For the entries below, work out how many lines contain the string "trim" and write only the number.

++++ THE RECORDS

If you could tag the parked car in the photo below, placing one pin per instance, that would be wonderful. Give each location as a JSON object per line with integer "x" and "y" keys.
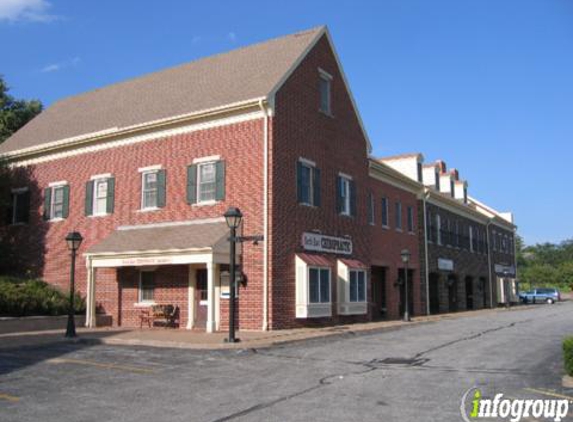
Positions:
{"x": 541, "y": 295}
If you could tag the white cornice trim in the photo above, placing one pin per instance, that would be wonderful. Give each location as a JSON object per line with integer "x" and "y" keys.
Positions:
{"x": 130, "y": 140}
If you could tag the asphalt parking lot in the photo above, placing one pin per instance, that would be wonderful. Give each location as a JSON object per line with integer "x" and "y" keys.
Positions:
{"x": 412, "y": 374}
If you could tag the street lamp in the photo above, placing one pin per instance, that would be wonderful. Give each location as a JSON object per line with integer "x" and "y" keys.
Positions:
{"x": 233, "y": 218}
{"x": 406, "y": 255}
{"x": 74, "y": 240}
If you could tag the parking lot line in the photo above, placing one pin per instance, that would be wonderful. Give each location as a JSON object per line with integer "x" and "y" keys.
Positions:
{"x": 548, "y": 393}
{"x": 9, "y": 397}
{"x": 126, "y": 368}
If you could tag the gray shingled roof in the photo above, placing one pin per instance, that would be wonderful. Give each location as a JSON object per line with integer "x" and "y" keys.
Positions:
{"x": 239, "y": 75}
{"x": 165, "y": 238}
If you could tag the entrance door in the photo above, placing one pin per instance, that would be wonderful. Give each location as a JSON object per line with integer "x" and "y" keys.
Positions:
{"x": 469, "y": 293}
{"x": 434, "y": 294}
{"x": 201, "y": 298}
{"x": 403, "y": 292}
{"x": 452, "y": 294}
{"x": 378, "y": 292}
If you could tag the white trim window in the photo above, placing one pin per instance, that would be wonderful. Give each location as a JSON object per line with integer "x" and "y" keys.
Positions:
{"x": 357, "y": 286}
{"x": 149, "y": 183}
{"x": 100, "y": 197}
{"x": 207, "y": 181}
{"x": 345, "y": 191}
{"x": 325, "y": 88}
{"x": 318, "y": 285}
{"x": 19, "y": 212}
{"x": 308, "y": 183}
{"x": 313, "y": 290}
{"x": 146, "y": 291}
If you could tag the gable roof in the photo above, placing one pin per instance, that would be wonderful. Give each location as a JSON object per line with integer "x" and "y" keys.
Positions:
{"x": 242, "y": 75}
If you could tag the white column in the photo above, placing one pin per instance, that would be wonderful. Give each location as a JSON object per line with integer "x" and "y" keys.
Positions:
{"x": 191, "y": 292}
{"x": 90, "y": 296}
{"x": 211, "y": 324}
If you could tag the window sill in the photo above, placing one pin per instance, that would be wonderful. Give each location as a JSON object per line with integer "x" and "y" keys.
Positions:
{"x": 98, "y": 215}
{"x": 206, "y": 203}
{"x": 144, "y": 304}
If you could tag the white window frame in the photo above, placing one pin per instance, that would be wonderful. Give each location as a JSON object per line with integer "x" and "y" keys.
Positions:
{"x": 143, "y": 174}
{"x": 140, "y": 299}
{"x": 311, "y": 166}
{"x": 304, "y": 308}
{"x": 15, "y": 193}
{"x": 385, "y": 205}
{"x": 53, "y": 188}
{"x": 345, "y": 182}
{"x": 326, "y": 77}
{"x": 200, "y": 165}
{"x": 94, "y": 196}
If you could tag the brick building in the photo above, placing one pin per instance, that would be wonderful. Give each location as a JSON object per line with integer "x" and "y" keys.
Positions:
{"x": 145, "y": 169}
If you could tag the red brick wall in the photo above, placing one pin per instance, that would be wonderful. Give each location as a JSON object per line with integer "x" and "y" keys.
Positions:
{"x": 240, "y": 145}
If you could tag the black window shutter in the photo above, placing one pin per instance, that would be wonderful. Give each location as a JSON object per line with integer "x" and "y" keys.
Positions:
{"x": 66, "y": 204}
{"x": 23, "y": 209}
{"x": 161, "y": 188}
{"x": 299, "y": 181}
{"x": 110, "y": 200}
{"x": 89, "y": 203}
{"x": 352, "y": 198}
{"x": 220, "y": 181}
{"x": 192, "y": 184}
{"x": 316, "y": 186}
{"x": 47, "y": 203}
{"x": 338, "y": 194}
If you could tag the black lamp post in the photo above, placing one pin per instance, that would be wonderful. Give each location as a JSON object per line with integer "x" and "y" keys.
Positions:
{"x": 405, "y": 254}
{"x": 74, "y": 240}
{"x": 233, "y": 217}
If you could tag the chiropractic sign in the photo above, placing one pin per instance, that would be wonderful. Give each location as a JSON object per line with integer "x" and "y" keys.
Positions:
{"x": 329, "y": 244}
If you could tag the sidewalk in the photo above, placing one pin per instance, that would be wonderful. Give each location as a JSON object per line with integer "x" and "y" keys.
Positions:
{"x": 173, "y": 338}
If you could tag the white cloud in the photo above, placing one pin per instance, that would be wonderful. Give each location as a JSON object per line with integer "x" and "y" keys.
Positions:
{"x": 26, "y": 10}
{"x": 54, "y": 67}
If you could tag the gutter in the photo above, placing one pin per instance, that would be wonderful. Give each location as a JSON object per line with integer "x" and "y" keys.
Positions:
{"x": 265, "y": 215}
{"x": 425, "y": 196}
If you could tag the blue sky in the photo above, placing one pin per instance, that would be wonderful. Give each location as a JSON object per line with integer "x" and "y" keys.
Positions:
{"x": 486, "y": 85}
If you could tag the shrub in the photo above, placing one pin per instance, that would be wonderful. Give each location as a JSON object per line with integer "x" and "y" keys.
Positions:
{"x": 20, "y": 297}
{"x": 568, "y": 355}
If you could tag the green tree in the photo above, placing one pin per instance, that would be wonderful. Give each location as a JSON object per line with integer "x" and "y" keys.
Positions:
{"x": 14, "y": 113}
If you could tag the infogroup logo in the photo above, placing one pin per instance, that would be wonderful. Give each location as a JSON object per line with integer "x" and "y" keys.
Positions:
{"x": 475, "y": 406}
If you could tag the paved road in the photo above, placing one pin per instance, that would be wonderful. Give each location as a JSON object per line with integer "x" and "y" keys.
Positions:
{"x": 414, "y": 374}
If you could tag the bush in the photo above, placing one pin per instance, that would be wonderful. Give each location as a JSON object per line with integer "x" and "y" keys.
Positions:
{"x": 20, "y": 297}
{"x": 568, "y": 355}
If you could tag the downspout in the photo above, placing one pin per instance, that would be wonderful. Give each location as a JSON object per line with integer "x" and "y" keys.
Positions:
{"x": 489, "y": 265}
{"x": 265, "y": 215}
{"x": 425, "y": 196}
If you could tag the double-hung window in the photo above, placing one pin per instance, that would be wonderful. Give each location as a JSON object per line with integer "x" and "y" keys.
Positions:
{"x": 411, "y": 219}
{"x": 357, "y": 286}
{"x": 398, "y": 216}
{"x": 100, "y": 195}
{"x": 206, "y": 181}
{"x": 324, "y": 85}
{"x": 385, "y": 218}
{"x": 308, "y": 183}
{"x": 57, "y": 201}
{"x": 318, "y": 285}
{"x": 346, "y": 196}
{"x": 146, "y": 287}
{"x": 19, "y": 211}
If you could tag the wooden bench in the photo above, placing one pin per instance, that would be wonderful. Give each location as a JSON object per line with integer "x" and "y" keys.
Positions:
{"x": 166, "y": 314}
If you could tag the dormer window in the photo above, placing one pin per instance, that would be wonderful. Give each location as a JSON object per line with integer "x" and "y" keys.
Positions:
{"x": 325, "y": 81}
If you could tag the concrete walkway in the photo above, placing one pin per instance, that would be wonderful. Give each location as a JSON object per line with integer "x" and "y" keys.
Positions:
{"x": 174, "y": 338}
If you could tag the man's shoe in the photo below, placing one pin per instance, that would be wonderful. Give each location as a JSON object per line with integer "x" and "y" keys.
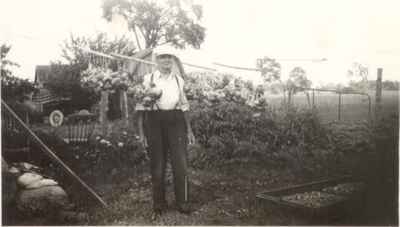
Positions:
{"x": 156, "y": 214}
{"x": 184, "y": 208}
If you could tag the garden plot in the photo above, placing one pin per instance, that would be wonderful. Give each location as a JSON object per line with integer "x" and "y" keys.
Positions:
{"x": 321, "y": 200}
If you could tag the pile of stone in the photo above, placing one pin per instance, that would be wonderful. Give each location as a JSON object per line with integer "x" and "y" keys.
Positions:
{"x": 39, "y": 196}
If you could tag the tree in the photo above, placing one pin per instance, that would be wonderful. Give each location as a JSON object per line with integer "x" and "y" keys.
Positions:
{"x": 5, "y": 63}
{"x": 156, "y": 23}
{"x": 296, "y": 82}
{"x": 12, "y": 87}
{"x": 66, "y": 78}
{"x": 359, "y": 72}
{"x": 73, "y": 48}
{"x": 270, "y": 69}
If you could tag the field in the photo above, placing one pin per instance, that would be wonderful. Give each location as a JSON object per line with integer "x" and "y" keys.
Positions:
{"x": 353, "y": 107}
{"x": 244, "y": 155}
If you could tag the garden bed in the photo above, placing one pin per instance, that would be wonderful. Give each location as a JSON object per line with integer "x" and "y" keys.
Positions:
{"x": 323, "y": 200}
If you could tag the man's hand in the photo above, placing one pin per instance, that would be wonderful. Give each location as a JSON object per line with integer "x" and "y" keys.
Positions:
{"x": 191, "y": 139}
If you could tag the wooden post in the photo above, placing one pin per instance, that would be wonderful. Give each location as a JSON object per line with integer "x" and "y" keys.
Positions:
{"x": 339, "y": 105}
{"x": 103, "y": 111}
{"x": 124, "y": 106}
{"x": 313, "y": 98}
{"x": 378, "y": 96}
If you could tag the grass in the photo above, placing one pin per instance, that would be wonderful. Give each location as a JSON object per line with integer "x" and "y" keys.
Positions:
{"x": 354, "y": 107}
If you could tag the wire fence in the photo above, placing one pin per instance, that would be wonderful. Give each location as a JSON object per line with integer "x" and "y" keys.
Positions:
{"x": 334, "y": 105}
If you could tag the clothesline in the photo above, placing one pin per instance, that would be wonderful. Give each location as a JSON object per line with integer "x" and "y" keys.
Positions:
{"x": 115, "y": 56}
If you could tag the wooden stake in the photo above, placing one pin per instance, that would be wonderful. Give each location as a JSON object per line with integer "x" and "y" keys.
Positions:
{"x": 378, "y": 96}
{"x": 53, "y": 156}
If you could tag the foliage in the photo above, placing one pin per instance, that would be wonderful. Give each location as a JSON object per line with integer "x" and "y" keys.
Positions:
{"x": 4, "y": 62}
{"x": 99, "y": 79}
{"x": 73, "y": 48}
{"x": 359, "y": 72}
{"x": 270, "y": 69}
{"x": 65, "y": 79}
{"x": 172, "y": 21}
{"x": 296, "y": 82}
{"x": 229, "y": 128}
{"x": 65, "y": 82}
{"x": 12, "y": 87}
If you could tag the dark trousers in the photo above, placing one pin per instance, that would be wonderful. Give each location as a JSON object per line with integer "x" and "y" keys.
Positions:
{"x": 167, "y": 136}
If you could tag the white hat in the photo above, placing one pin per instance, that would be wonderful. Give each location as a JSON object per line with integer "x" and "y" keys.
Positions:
{"x": 165, "y": 50}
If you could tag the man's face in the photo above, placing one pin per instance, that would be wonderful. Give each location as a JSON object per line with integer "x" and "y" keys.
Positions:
{"x": 164, "y": 62}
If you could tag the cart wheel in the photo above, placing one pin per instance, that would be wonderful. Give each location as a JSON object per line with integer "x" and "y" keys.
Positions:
{"x": 56, "y": 118}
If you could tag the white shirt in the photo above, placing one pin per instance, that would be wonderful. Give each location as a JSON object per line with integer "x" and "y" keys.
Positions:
{"x": 172, "y": 96}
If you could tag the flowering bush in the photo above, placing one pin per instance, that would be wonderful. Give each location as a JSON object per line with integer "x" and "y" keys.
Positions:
{"x": 103, "y": 79}
{"x": 13, "y": 87}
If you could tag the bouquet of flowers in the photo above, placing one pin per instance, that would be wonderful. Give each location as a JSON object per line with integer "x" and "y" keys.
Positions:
{"x": 147, "y": 96}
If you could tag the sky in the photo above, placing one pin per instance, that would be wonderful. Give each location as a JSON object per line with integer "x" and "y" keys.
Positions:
{"x": 237, "y": 33}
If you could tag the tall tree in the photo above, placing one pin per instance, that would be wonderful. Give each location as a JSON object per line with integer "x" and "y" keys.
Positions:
{"x": 158, "y": 22}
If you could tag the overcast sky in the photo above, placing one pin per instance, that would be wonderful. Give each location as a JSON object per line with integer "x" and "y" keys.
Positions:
{"x": 238, "y": 32}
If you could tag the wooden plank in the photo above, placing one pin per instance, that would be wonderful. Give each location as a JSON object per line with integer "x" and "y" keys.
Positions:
{"x": 53, "y": 156}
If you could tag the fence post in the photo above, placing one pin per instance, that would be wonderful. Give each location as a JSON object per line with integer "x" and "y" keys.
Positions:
{"x": 103, "y": 111}
{"x": 313, "y": 98}
{"x": 339, "y": 105}
{"x": 378, "y": 95}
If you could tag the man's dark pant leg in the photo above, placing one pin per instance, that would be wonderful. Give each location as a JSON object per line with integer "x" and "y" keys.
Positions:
{"x": 158, "y": 157}
{"x": 177, "y": 140}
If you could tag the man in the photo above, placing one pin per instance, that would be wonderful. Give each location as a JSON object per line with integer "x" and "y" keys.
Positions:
{"x": 164, "y": 128}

++++++++

_ANSWER TO THIS EXERCISE_.
2